This is a repo containing the VoxTube dataset. The work is conducted by ID R&D Inc. The dataset meta is distributed under the CC BY-NC-SA 4.0 LICENSE.
The VoxTube is a multilingual speaker recognition dataset collected from the CC BY 4.0 YouTube videos. It includes more than 5.000 speakers pronouncing more than 4 million utterances in more than 10 languages. For the collection and filtering details please see [1].
Dataset properties | Stats |
---|---|
# of POI | 5.040 |
# of videos | 306.248 |
# of segments | 4.439.888 |
# of hours | 4.933 |
Avg # of videos per POI | 61 |
Avg # of segments per POI | 881 |
Avg length of segments (sec) | 4 |
Labels for the language and gender of each speaker could be found here.
Please go to the examples page.
Updated 02.2024: HuggingFace datasets implementation of a VoxTube is available here
The dataset is licensed under CC BY-NC-SA 4.0, please see the complete version of the license.
Please also note that the provided metadata is relevant on the February 2023 and the corresponding CC BY 4.0 video licenses are valid on that date. ID R&D Inc. is not responsible for changed video license type or if the video was deleted from the YouTube platform. If you want your channel meta to be deleted from the dataset, please contact us with a topic "VoxTube change request".
This is a live repository, so any changes to the dataset metadata could be proposed via opening the pull request.
Please cite the paper below if you make use of the dataset:
@inproceedings{yakovlev23_interspeech,
author={Ivan Yakovlev and Anton Okhotnikov and Nikita Torgashov and Rostislav Makarov and Yuri Voevodin and Konstantin Simonchik},
title={{VoxTube: a multilingual speaker recognition dataset}},
year=2023,
booktitle={Proc. INTERSPEECH 2023},
pages={2238--2242},
doi={10.21437/Interspeech.2023-1083}
}

◆ Directive 1
Under what license is the VoxTube dataset metadata distributed?

◆ Given information
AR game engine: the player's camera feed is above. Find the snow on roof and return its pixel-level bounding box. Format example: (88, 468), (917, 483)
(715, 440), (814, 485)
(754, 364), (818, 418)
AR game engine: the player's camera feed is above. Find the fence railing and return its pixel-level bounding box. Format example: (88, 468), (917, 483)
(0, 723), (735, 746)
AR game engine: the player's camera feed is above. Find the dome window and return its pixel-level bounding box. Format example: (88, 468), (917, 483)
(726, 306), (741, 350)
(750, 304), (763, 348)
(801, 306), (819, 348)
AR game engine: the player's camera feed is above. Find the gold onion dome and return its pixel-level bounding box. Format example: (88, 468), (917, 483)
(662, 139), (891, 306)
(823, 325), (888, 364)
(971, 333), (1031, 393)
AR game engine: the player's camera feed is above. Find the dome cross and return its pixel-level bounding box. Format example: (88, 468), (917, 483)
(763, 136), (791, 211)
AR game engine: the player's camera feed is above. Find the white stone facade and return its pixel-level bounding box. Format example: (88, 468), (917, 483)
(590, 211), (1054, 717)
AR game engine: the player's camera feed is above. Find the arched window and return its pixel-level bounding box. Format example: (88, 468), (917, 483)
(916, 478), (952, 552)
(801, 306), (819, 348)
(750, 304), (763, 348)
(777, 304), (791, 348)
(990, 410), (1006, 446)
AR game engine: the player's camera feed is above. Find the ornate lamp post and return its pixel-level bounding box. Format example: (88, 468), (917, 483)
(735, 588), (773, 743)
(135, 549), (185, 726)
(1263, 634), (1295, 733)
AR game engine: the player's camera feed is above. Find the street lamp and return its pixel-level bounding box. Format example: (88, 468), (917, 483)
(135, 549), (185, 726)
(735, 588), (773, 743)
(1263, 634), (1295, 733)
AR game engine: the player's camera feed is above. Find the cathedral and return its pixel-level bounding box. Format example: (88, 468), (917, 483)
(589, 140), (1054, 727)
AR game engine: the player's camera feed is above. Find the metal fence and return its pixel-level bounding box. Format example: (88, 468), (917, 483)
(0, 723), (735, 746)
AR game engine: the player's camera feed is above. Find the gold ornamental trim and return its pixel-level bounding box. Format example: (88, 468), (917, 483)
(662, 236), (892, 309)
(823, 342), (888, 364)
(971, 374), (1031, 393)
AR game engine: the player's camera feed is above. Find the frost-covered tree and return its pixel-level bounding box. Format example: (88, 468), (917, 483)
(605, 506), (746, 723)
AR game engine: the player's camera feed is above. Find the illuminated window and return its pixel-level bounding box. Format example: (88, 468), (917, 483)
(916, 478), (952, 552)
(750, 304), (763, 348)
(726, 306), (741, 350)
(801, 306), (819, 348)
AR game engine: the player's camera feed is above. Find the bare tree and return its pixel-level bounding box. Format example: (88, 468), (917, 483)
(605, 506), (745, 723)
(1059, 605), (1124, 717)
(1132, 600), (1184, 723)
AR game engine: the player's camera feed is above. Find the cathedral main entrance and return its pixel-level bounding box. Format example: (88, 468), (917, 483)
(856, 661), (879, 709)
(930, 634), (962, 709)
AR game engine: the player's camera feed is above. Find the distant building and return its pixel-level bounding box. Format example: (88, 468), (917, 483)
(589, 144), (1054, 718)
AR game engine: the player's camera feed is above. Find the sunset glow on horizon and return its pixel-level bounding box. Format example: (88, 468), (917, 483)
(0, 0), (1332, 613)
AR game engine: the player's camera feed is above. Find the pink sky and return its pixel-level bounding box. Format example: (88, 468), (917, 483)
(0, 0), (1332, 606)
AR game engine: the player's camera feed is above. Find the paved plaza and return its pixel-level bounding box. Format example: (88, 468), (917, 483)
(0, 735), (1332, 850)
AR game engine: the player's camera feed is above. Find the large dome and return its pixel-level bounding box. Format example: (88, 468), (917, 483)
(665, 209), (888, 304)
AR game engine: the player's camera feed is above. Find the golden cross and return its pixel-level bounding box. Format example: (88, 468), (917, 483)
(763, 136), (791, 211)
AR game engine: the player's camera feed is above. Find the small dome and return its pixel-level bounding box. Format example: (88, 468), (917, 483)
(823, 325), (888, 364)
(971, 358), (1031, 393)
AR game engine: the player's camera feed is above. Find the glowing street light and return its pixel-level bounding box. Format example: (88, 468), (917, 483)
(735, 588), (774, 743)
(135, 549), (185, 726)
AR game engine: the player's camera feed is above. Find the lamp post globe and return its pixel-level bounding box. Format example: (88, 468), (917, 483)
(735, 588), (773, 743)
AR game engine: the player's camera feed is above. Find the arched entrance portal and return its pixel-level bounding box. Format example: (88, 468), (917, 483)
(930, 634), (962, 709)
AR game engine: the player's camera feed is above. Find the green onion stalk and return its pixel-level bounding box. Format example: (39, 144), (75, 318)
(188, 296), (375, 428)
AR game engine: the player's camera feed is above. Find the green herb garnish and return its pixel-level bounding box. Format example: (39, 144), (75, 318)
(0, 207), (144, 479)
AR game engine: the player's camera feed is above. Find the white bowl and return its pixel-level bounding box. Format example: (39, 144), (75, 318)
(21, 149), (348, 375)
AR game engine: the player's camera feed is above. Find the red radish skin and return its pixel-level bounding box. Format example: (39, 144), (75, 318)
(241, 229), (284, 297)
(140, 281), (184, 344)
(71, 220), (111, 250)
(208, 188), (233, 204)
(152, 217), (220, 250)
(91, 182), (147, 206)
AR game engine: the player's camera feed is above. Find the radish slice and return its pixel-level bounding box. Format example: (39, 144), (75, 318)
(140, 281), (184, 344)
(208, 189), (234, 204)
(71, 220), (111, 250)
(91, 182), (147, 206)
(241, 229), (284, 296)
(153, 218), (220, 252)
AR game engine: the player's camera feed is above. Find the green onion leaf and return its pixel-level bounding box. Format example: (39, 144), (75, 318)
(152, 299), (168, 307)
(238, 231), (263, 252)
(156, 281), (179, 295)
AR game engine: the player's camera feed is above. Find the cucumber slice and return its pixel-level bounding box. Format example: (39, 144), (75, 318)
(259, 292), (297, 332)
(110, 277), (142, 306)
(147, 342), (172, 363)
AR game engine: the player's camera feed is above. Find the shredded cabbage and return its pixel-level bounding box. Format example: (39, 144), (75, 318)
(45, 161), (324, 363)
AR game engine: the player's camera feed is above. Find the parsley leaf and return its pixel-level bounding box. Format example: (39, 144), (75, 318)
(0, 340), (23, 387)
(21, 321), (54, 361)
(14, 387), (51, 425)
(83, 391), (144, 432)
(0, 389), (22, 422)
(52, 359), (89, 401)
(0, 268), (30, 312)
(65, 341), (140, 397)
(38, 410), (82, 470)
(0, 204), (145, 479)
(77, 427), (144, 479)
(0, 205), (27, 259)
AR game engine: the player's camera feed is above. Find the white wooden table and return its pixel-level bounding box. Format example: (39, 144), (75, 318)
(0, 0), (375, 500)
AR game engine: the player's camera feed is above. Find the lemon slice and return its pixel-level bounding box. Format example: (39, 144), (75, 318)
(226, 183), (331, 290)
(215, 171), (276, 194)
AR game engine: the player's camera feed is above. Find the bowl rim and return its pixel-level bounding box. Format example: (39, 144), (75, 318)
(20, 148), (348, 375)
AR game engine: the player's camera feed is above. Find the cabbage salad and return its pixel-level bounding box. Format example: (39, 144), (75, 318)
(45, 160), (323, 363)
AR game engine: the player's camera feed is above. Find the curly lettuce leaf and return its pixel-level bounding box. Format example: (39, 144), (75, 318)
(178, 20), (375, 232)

◆ Directive 2
Please update the records starting with the line that contains "Find the red" and going on through the line that contains "(153, 218), (220, 252)", changing "radish" to "turnip" and keeping everything else the same. Return only those lines.

◆ Correct response 1
CC BY-NC-SA 4.0

◆ Correct response 2
AR game engine: the player's camera feed is above. Find the red turnip skin and return its pixel-level bounding box. Format example: (39, 144), (75, 318)
(241, 229), (284, 297)
(140, 281), (184, 344)
(71, 220), (111, 250)
(208, 188), (233, 204)
(152, 217), (220, 250)
(91, 182), (147, 206)
AR game engine: the player's camera feed is above. Find the turnip slice and return its pixel-level bounding box. Format example: (39, 144), (75, 318)
(140, 281), (184, 344)
(208, 189), (234, 204)
(71, 220), (111, 250)
(91, 182), (147, 206)
(241, 229), (284, 296)
(153, 218), (220, 252)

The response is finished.